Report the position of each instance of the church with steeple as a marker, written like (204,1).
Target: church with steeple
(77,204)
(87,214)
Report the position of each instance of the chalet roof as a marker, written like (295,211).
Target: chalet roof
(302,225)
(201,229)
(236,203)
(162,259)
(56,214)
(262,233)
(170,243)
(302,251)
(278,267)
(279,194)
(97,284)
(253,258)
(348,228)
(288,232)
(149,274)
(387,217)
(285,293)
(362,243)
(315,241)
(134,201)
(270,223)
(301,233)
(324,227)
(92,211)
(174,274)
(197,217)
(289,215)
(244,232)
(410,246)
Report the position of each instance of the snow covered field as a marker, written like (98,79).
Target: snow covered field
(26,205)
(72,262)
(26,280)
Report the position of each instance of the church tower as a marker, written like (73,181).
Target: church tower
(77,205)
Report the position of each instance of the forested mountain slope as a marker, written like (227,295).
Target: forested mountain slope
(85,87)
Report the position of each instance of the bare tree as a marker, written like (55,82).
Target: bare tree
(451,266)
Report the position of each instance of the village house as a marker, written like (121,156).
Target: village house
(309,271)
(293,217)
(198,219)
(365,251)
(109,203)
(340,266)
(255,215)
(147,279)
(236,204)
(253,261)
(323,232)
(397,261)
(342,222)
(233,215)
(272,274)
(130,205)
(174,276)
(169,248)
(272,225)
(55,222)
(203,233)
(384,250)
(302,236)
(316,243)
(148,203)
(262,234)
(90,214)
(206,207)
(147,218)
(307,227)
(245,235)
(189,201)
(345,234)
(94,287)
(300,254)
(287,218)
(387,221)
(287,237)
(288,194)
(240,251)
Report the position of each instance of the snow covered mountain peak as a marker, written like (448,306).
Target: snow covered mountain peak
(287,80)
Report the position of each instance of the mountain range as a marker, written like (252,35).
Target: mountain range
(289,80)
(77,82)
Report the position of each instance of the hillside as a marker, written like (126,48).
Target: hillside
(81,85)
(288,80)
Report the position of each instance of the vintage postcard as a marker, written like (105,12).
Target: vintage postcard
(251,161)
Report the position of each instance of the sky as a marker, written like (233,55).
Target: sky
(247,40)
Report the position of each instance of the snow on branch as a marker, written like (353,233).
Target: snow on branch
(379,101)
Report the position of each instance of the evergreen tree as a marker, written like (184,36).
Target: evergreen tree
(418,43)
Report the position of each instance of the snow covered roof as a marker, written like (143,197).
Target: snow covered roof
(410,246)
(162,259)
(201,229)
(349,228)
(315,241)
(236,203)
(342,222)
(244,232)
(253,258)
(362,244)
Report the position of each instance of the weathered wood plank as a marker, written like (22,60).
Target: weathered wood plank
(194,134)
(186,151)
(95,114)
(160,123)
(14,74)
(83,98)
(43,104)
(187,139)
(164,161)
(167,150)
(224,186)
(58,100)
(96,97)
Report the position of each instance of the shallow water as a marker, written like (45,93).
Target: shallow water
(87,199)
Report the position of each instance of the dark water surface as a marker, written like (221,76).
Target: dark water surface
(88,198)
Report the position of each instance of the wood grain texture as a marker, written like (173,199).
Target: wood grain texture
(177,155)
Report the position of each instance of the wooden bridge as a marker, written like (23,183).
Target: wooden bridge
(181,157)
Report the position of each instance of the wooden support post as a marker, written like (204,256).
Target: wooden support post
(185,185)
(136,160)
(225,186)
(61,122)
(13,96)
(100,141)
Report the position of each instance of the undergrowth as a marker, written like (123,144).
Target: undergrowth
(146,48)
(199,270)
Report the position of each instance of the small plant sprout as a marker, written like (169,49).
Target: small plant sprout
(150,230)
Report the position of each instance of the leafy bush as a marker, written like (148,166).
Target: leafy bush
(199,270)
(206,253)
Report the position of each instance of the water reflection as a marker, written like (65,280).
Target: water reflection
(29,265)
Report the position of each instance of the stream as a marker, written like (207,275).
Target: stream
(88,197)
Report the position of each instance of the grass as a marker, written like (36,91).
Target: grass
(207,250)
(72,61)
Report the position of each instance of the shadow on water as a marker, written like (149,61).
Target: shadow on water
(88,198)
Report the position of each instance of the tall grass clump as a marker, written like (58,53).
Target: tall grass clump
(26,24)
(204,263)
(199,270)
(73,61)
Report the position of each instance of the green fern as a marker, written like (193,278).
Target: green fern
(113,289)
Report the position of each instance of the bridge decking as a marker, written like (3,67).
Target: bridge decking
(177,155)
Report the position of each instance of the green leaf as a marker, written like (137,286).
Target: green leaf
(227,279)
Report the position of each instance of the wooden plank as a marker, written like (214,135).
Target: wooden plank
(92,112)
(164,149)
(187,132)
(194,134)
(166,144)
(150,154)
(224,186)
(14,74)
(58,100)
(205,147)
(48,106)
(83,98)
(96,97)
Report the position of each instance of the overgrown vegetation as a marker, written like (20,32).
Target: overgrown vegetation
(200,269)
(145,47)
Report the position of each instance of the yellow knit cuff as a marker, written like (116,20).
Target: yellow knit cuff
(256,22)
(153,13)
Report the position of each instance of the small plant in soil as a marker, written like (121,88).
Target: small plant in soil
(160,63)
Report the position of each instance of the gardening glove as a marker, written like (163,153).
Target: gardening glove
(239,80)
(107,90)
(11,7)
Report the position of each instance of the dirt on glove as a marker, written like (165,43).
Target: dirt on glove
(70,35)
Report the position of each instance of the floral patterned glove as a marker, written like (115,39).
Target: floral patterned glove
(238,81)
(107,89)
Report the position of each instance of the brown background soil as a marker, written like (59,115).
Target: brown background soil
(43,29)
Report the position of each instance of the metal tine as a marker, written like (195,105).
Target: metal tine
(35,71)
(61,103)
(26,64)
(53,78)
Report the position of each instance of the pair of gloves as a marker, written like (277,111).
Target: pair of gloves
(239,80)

## WHAT YOU WILL DO
Would you transcribe the whole listing, keeping every character the same?

## WRITTEN RESPONSE
Report the position of each instance of the church with steeple as a marker, written like (204,1).
Target: church with steeple
(77,204)
(87,214)
Report the position of each instance of the chalet roof as a marker, written like (295,211).
Target: chalet roof
(302,225)
(201,229)
(236,203)
(162,259)
(56,214)
(262,233)
(170,243)
(302,251)
(278,267)
(279,194)
(97,284)
(253,258)
(348,228)
(288,232)
(149,274)
(387,217)
(285,293)
(362,243)
(315,241)
(134,201)
(270,223)
(301,233)
(324,227)
(92,211)
(174,274)
(197,217)
(289,215)
(244,232)
(410,246)
Report the position of each instance of the snow covered field as a marker, written like (98,79).
Target: snow covered field
(26,205)
(72,262)
(26,280)
Report the position of each instance of the church tower as a marker, written like (73,181).
Target: church tower
(77,205)
Report the position of each instance of the forested mountain slope as a marker, written like (227,295).
Target: forested mountain slope
(85,87)
Report the position of each instance of the bare tree as a marker, written like (55,82).
Target: bare tree
(451,266)
Report the position of each instance of the village house as a marker, written like (121,156).
Target: village house
(309,271)
(293,217)
(198,219)
(365,251)
(109,203)
(340,266)
(255,215)
(147,279)
(236,204)
(253,261)
(323,232)
(397,261)
(342,222)
(233,215)
(272,274)
(130,205)
(174,276)
(169,248)
(272,225)
(55,222)
(203,233)
(384,250)
(302,236)
(316,243)
(148,203)
(262,234)
(90,214)
(206,207)
(147,218)
(307,227)
(245,235)
(189,201)
(345,234)
(94,287)
(300,254)
(287,218)
(387,221)
(287,237)
(288,194)
(240,251)
Report the position of each instance of the snow covered mountain peak as a marker, written like (448,306).
Target: snow covered mountain peak
(287,80)
Report the position of each instance of the mountain range as a marker, written like (252,35).
Target: mountain range
(289,80)
(77,82)
Report the position of each instance of the hillside as a marker, written like (126,48).
Target: hillside
(81,85)
(288,80)
Report the position of each instance of the vintage postcard as a marker, written like (105,12).
Target: vintage postcard
(251,161)
Report the position of each instance of the sky as a marker, written like (233,55).
Target: sky
(247,40)
Report the position of each instance of the snow on branch as a marker, written like (353,233).
Target: snow on branch
(379,101)
Report the position of each instance of the evergreen tree as a marker, written like (184,36).
Target: evergreen tree
(418,43)
Report the position of each instance of the snow covered roof as a marker, written like (143,197).
Target: snow covered roof
(410,246)
(162,259)
(201,229)
(349,228)
(315,241)
(236,203)
(342,222)
(244,232)
(253,258)
(362,244)
Report the position of each instance of the weathered wood plank as a marker, written like (22,60).
Target: weathered wood plank
(194,134)
(186,151)
(95,114)
(160,123)
(14,74)
(83,98)
(43,104)
(187,139)
(164,161)
(167,150)
(224,186)
(58,100)
(96,97)
Report the position of each instance of the shallow water as a marker, written like (45,93).
Target: shallow water
(87,199)
Report the position of each instance of the dark water surface as a marker, written like (221,76).
Target: dark water surface
(88,198)
Report the position of each instance of the wood grain texture as a marker, written like (173,199).
Target: wood grain texture
(177,155)
Report the position of each instance of the wooden bridge as a marker, written like (23,183).
Target: wooden bridge
(181,157)
Report the position of each instance of the wooden support post as a marker, written like (204,256).
Target: wooden support post
(185,185)
(136,160)
(225,186)
(61,122)
(13,96)
(100,141)
Report the position of each instance of the undergrowth as a marker, written like (123,144).
Target: undergrowth
(146,48)
(199,270)
Report the position of each instance of the small plant sprout as a marker, written like (169,49).
Target: small plant sprout
(150,230)
Report the position of each instance of the leafy bush as a marker, written like (148,166).
Target: leafy bush
(199,270)
(206,253)
Report the position of each instance of the water reflection as a marker, written like (65,280).
Target: water reflection
(29,265)
Report the position of each instance of the stream as a marker, written like (207,275).
Target: stream
(88,197)
Report the position of each instance of the grass as a marker, written like (36,91).
Target: grass
(207,250)
(72,61)
Report the position of each instance of the shadow on water as a marker, written like (149,61).
Target: shadow on water
(88,198)
Report the position of each instance of the tall grass clump as a marker, written like (58,53).
Target: tall grass clump
(26,24)
(204,263)
(199,270)
(73,61)
Report the position of each instance of the green fern as a marker, written like (193,278).
Target: green fern
(113,289)
Report the position of each instance of the bridge decking as a marker, written like (3,67).
Target: bridge decking
(177,155)
Report the position of each instance of the green leaf as a marker, written like (137,286).
Target: green leaf
(227,279)
Report the position of each instance of the wooden plank as a marker, written like (214,135).
Target: wooden plank
(92,112)
(164,149)
(187,132)
(194,134)
(166,144)
(150,154)
(224,186)
(14,74)
(58,100)
(205,147)
(48,106)
(83,98)
(96,97)
Report the position of each instance of the overgrown vegetation as a marker, written like (20,32).
Target: overgrown vegetation
(200,269)
(145,47)
Report the position of each instance of the yellow knit cuff as a marker, written like (116,20).
Target: yellow knit cuff
(256,22)
(153,13)
Report the position of each instance of the small plant in soil as a marker, written like (121,88).
Target: small plant in soil
(160,63)
Report the position of each instance of the gardening glove as a marker, written like (163,153).
Target: gardening glove
(239,80)
(107,90)
(11,7)
Report the position of each instance of the dirt on glove as a marker, written like (165,43).
Target: dirt on glove
(70,35)
Report the position of each instance of the floral patterned glove as a marker, written like (115,39).
Target: floral patterned glove
(238,81)
(107,89)
Report the position of each instance of the brown background soil as a marker, written like (59,115).
Target: brown background soil
(43,29)
Report the position of each instance of the metal tine as a marker, written like (195,105).
Target: metal tine
(35,71)
(61,103)
(26,64)
(53,78)
Report the position of each instance of the pair of gloves as a marker, written like (277,111).
Target: pair of gloves
(239,80)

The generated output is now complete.